BEGIN SUPPLIED INFORMATION

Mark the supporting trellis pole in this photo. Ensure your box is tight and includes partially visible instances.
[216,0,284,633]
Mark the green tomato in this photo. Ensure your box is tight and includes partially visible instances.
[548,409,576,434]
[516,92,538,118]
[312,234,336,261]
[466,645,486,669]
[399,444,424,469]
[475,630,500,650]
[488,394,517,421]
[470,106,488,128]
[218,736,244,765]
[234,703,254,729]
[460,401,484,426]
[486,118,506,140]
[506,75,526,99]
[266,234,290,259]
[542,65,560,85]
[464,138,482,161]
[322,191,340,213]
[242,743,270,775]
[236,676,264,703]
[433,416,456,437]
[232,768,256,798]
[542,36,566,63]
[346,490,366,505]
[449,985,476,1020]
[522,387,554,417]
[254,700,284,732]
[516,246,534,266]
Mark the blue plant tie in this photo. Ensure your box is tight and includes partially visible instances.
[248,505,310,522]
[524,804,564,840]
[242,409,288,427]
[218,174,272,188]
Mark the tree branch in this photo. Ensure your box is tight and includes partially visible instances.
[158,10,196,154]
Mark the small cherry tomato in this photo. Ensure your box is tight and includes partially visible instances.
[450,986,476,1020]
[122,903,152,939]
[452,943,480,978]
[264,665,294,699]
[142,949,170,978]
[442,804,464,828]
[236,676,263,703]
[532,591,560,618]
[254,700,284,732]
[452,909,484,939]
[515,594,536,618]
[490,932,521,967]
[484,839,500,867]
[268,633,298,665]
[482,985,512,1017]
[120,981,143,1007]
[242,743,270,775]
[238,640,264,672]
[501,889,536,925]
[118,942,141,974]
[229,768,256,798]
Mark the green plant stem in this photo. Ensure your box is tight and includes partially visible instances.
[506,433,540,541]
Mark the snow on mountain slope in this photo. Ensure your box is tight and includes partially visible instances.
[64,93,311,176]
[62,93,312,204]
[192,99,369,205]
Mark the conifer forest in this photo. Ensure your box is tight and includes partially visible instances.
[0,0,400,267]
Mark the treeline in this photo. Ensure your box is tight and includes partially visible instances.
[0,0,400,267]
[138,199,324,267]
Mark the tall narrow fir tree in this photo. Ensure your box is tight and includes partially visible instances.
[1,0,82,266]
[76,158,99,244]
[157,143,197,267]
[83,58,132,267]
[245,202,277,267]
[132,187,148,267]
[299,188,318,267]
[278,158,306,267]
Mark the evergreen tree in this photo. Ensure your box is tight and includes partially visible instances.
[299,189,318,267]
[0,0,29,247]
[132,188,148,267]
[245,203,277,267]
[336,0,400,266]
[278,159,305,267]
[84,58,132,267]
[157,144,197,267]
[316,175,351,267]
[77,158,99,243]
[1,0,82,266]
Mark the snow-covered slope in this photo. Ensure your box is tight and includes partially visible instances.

END SUPPLIED INFORMATION

Rescale the records from the line containing "Mark the green tomato" through the line containing "[232,768,256,798]", including both ends, and output only those lines. Repeat the request line unchanged, and multiply every bounding-box coordinate by 0.8, rounding to the nearest whole number with halves rounded up.

== WRITTEN ANSWER ==
Mark the green tomato in this photo. Ensure your box is tight and includes partially visible instances.
[438,327,461,347]
[413,74,430,94]
[250,187,269,209]
[373,516,389,535]
[319,355,339,375]
[380,504,400,520]
[390,315,414,337]
[376,85,390,102]
[174,589,195,612]
[187,562,203,583]
[368,321,387,341]
[389,94,405,112]
[405,60,421,79]
[213,187,232,207]
[434,52,448,68]
[371,110,386,129]
[258,153,272,170]
[194,594,216,620]
[189,541,211,562]
[346,333,365,350]
[186,614,205,638]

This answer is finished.